------ Task data
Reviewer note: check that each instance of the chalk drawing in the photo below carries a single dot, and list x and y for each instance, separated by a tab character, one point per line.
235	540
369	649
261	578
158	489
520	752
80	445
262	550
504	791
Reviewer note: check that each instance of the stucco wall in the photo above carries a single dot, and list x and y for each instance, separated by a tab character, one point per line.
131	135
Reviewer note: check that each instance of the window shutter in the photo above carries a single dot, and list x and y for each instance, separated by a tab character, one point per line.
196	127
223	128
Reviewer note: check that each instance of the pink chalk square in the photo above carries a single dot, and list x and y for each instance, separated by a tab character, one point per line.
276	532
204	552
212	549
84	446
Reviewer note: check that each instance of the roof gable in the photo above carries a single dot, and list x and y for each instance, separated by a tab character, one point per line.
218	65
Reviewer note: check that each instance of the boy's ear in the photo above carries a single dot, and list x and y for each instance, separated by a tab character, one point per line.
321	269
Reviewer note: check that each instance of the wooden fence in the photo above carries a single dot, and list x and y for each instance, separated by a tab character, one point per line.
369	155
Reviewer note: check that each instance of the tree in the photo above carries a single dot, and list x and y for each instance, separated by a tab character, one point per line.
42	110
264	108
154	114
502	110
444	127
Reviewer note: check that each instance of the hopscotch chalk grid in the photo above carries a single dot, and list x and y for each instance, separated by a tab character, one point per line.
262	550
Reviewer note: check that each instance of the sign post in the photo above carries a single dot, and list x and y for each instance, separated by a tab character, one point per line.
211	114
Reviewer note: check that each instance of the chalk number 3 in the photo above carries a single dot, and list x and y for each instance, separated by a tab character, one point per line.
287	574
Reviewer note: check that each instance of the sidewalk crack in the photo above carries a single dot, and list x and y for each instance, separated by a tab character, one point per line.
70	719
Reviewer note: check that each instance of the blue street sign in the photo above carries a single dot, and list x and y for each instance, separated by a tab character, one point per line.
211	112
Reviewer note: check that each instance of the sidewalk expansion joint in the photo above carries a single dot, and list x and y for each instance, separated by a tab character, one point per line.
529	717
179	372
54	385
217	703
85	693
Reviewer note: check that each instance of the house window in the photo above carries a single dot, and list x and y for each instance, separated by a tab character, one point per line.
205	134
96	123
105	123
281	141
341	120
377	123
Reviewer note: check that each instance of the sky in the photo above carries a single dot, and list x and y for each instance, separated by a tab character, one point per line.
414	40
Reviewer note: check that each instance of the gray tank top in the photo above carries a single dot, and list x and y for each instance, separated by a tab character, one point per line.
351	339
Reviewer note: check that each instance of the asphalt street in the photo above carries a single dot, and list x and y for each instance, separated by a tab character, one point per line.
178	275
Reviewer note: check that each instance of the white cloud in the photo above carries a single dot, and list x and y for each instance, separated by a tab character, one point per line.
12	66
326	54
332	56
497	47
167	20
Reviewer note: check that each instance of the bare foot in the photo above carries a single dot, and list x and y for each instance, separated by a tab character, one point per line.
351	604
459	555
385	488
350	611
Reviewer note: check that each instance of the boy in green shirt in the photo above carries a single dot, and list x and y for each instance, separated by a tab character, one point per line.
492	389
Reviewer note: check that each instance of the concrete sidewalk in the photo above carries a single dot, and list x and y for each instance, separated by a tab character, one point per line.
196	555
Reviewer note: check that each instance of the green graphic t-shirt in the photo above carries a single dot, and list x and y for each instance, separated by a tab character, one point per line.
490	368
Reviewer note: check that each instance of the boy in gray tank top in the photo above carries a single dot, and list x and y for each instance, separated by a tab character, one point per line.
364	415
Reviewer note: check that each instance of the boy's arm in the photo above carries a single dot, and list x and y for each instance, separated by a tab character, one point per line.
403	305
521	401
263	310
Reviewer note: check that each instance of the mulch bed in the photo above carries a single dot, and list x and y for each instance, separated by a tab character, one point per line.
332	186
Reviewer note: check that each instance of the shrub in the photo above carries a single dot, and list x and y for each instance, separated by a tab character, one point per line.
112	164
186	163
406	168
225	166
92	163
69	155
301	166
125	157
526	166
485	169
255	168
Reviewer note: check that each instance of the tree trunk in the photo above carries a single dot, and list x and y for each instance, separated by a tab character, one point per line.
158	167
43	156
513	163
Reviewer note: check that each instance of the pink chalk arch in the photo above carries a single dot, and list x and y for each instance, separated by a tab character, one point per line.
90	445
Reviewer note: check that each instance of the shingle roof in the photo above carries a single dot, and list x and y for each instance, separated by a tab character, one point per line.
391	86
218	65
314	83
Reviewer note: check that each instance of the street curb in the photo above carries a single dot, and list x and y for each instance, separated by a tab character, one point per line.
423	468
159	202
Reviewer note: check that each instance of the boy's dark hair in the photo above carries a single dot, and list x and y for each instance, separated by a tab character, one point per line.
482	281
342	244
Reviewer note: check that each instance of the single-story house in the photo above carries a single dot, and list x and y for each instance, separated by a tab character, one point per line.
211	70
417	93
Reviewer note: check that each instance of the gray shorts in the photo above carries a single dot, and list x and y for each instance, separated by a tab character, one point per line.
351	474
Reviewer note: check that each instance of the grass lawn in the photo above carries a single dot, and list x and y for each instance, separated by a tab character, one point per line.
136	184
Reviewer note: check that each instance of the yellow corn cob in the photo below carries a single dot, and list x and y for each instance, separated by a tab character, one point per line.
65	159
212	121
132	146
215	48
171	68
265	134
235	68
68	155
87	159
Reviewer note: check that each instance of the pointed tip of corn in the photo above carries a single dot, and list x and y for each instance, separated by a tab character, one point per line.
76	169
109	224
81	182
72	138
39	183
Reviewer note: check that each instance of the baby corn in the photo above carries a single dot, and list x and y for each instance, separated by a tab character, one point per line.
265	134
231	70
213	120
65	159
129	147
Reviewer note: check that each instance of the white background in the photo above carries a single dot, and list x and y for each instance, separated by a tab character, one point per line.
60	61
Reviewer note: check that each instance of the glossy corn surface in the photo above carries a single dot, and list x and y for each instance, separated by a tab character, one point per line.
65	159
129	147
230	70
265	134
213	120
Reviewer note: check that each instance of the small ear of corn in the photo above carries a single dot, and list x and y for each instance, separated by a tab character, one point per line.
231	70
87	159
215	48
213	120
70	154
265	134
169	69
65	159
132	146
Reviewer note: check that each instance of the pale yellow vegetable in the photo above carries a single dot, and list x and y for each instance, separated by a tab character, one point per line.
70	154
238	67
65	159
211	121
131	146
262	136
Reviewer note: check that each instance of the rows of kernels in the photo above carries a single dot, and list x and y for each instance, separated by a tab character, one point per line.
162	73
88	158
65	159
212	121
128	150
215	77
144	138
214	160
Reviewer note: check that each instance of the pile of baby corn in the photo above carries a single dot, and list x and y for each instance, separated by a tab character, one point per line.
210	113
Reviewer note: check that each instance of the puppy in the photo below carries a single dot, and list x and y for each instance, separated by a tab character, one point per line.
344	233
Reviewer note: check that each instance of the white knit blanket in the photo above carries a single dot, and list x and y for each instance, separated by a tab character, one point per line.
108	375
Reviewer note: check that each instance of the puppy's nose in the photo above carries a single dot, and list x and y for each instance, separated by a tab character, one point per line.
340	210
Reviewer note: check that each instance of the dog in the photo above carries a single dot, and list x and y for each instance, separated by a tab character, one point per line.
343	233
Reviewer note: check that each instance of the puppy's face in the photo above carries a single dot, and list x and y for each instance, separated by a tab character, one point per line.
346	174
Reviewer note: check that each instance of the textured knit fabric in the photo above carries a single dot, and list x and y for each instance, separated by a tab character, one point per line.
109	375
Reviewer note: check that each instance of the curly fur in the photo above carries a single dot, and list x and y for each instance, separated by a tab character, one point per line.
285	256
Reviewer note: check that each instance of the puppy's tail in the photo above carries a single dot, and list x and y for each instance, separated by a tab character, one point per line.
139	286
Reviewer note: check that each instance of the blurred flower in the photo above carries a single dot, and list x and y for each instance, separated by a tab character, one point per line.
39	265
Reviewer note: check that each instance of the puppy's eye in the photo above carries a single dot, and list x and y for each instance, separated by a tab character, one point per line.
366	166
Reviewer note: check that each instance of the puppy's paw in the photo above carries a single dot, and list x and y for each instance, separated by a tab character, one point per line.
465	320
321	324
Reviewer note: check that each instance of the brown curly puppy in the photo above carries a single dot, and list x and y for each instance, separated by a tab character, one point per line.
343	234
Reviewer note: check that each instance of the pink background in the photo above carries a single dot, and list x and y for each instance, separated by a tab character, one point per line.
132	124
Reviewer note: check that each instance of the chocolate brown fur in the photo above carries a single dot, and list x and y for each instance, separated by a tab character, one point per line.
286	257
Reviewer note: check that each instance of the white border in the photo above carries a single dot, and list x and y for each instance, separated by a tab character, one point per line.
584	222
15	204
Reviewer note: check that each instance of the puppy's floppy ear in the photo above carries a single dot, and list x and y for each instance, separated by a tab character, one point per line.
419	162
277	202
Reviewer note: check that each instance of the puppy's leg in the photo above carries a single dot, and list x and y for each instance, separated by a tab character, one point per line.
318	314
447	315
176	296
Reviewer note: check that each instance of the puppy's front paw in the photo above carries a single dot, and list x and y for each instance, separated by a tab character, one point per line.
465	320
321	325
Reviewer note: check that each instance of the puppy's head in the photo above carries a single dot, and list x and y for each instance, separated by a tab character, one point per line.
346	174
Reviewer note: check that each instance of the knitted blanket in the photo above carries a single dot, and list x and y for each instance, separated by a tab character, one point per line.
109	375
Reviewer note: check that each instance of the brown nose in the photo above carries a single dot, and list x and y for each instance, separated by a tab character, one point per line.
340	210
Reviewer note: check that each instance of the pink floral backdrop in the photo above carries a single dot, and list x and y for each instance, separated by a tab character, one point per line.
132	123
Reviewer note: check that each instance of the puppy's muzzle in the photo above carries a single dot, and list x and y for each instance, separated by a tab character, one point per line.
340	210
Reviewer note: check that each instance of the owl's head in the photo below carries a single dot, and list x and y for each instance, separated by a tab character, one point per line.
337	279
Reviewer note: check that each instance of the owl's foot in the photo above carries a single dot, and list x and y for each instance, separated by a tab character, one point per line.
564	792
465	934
------------
All lines from the one with "Reviewer note: check that each instance of the puppy's front" through the final line above are to be quoted exactly; quote no other line.

Reviewer note: check that each instance of the puppy's front paw in the photo above carries a single dot, and list x and y for each instance, separated by a tab character, one point per line.
465	320
321	325
Reviewer note: check that each instance of the puppy's head in the photo above carries a single dot, and list x and y for each instance, separated by a tab character, one point per line.
346	174
Reviewer note: check that each instance of the knitted blanket in the photo above carries a single dot, and list x and y for each instance, separated by a tab character, one point per line.
109	375
Reviewer note: check that each instance of the brown nose in the photo above carries a single dot, and list x and y for each instance, separated by a tab character, one point per line.
340	210
Reviewer note: check that each instance of the pink floral backdrop in the photo above carries a single dot, and list x and y for each instance, separated by a tab character, one point per line.
132	123
Reviewer note: check that each instance of the puppy's muzzle in the photo above carries a single dot, and list x and y for each instance, separated by a tab character, one point per line.
340	210
Reviewer note: check that each instance of the owl's head in the photo below carries a single dot, and list x and y for each instance, separated by a tab character, one point per line.
337	279
Reviewer note: check that each instance of the owl's foot in the photo above carries a single dot, and list x and y for each instance, separated by a tab character, one point per line.
564	792
465	934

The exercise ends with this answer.